**What to work on**
The job is to find each line in the entries holding the string "utility" and copy that line.

Natural language region descriptions

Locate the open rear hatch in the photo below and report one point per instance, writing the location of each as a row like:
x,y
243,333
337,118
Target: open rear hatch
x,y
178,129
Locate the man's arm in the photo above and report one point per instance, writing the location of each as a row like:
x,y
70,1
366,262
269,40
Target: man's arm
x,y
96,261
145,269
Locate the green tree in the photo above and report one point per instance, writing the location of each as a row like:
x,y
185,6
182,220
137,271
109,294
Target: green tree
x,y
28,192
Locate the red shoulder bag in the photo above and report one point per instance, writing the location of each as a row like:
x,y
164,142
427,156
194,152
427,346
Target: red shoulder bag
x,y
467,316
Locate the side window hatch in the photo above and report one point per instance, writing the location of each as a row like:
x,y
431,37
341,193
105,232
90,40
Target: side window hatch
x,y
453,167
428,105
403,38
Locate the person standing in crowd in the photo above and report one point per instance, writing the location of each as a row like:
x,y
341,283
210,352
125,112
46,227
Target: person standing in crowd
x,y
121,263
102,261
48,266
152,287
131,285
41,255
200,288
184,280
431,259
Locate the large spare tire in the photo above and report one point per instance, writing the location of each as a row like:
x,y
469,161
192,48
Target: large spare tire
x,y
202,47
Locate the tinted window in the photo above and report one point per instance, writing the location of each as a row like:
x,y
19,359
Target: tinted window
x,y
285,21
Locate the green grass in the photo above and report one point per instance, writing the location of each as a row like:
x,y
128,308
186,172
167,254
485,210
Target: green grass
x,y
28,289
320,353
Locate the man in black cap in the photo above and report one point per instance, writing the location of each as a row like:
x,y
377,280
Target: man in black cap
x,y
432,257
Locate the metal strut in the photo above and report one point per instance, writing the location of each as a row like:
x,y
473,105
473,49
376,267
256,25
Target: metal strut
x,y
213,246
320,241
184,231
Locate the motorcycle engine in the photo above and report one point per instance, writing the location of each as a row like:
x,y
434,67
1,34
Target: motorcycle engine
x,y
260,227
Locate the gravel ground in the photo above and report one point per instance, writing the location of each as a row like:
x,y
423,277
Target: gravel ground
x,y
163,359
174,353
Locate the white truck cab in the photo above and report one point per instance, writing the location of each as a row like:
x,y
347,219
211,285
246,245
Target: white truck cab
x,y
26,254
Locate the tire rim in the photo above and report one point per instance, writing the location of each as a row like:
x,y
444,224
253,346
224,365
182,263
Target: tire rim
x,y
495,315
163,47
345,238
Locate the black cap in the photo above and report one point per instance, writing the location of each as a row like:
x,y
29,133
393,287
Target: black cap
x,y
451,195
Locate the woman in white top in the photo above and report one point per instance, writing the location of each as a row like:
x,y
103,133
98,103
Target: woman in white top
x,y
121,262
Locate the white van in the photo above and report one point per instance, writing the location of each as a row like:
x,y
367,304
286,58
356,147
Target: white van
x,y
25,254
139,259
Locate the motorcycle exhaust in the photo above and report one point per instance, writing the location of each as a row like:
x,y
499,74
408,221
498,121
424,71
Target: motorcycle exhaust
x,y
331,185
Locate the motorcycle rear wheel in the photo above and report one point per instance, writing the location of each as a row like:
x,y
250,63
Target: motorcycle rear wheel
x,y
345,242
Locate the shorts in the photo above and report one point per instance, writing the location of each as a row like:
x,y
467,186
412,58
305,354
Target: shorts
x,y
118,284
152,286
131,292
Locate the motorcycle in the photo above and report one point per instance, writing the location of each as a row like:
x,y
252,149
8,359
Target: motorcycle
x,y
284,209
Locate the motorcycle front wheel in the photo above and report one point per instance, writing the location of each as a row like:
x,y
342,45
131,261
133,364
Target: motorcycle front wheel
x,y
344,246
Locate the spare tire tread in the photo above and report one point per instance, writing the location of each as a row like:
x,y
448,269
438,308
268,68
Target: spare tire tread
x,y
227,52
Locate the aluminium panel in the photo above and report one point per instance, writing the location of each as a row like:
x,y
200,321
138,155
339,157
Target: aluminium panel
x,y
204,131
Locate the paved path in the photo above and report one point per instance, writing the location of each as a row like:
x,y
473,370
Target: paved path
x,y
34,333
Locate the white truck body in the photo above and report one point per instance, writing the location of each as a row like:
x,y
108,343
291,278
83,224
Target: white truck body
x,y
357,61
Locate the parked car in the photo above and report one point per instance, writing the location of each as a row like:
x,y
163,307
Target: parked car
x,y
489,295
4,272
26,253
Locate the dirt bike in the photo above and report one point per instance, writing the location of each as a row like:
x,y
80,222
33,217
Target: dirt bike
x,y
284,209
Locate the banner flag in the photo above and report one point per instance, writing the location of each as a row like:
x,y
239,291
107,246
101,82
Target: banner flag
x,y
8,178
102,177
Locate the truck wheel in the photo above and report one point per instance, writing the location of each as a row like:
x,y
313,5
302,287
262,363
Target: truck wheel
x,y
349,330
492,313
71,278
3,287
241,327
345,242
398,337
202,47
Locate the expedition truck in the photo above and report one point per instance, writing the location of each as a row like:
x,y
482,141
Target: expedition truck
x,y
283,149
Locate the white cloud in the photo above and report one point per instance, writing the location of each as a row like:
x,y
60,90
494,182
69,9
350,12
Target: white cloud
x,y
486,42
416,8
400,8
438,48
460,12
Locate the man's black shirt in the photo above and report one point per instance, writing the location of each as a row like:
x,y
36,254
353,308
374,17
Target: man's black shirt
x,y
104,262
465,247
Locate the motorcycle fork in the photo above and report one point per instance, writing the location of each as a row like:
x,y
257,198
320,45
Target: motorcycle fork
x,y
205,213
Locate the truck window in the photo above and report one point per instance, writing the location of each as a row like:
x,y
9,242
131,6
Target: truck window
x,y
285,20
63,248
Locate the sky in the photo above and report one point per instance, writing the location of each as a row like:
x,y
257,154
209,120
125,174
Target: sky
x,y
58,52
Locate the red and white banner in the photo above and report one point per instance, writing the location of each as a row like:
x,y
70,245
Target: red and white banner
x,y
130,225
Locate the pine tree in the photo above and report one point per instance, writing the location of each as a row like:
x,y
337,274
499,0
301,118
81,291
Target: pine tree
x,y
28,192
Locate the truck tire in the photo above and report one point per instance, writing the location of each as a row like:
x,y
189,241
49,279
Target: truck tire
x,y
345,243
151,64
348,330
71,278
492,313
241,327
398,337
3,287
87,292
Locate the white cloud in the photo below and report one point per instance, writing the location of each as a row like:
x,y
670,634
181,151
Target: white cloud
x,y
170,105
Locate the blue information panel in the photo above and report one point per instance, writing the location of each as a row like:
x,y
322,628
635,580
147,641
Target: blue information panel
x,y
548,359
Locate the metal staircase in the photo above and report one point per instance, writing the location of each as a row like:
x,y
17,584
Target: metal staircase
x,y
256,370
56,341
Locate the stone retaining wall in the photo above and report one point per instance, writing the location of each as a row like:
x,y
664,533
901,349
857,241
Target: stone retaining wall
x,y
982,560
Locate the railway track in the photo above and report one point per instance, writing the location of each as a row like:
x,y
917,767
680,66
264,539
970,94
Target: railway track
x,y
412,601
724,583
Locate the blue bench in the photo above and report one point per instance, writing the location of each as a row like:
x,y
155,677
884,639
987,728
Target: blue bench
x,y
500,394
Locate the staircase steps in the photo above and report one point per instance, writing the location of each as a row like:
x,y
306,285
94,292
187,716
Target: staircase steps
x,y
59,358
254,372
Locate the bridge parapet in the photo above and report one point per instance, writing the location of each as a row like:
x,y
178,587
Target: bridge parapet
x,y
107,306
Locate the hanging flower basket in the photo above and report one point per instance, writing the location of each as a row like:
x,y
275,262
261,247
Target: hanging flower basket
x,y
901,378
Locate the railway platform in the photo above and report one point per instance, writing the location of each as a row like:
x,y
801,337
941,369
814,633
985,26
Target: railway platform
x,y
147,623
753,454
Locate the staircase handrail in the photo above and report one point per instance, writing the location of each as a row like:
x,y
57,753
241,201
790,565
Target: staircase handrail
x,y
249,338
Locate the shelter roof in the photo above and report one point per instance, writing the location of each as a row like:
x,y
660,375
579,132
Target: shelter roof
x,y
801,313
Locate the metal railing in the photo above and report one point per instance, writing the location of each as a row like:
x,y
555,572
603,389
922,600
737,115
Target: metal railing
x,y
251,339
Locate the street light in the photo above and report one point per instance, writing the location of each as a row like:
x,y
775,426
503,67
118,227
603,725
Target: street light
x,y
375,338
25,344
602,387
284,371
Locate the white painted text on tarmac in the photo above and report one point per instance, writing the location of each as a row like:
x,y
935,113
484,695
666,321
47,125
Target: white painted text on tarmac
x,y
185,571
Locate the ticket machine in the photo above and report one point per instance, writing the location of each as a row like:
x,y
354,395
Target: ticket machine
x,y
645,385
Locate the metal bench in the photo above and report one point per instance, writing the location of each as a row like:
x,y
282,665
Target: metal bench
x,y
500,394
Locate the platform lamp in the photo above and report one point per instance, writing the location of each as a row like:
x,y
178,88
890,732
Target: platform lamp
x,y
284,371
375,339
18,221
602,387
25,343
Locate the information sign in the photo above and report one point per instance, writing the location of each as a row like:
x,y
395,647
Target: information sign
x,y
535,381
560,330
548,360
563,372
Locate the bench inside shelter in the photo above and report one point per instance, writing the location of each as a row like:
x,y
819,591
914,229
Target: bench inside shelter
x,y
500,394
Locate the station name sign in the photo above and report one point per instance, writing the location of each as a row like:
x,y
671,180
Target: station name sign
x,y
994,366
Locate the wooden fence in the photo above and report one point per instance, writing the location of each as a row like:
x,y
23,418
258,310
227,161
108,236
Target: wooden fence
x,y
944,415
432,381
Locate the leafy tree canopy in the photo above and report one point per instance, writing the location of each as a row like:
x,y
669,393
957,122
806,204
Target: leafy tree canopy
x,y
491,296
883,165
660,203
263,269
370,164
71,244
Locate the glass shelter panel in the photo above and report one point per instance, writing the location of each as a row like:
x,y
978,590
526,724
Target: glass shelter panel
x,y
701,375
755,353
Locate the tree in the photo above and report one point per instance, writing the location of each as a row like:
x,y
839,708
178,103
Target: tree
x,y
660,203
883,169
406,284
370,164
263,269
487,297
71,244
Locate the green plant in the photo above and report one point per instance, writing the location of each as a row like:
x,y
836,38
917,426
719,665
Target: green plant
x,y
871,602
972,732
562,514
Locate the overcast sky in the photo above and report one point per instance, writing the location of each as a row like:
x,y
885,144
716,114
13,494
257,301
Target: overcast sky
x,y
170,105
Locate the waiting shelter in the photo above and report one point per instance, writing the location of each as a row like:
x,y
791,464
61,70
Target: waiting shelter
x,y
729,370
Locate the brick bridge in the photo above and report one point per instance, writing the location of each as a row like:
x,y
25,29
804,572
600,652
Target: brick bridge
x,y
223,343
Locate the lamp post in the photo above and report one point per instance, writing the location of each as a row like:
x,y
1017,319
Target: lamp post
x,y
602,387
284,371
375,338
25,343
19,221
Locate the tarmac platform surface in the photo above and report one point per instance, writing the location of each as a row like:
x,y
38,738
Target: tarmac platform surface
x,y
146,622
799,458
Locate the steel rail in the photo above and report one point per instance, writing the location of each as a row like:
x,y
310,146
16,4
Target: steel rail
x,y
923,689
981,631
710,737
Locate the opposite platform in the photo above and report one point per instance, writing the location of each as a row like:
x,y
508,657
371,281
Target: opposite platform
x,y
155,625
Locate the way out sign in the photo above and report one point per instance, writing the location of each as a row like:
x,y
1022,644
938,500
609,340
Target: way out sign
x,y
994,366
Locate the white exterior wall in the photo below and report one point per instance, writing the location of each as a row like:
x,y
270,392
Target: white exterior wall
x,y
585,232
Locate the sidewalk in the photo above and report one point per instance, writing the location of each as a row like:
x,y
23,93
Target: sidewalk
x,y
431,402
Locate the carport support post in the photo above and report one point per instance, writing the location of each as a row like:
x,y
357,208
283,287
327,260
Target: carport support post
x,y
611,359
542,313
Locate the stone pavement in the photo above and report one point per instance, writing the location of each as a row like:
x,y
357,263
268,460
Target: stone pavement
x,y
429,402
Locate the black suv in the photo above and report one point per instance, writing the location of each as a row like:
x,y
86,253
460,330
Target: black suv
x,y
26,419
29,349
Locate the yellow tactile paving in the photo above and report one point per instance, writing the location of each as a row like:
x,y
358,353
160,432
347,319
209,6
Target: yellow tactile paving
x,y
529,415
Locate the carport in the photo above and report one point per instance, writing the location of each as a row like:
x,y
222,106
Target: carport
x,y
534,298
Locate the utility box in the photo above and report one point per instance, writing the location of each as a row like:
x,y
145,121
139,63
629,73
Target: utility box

**Solution below**
Locate the utility box in the photo above and report one point per instance, writing the location of each as a row like:
Target: utility box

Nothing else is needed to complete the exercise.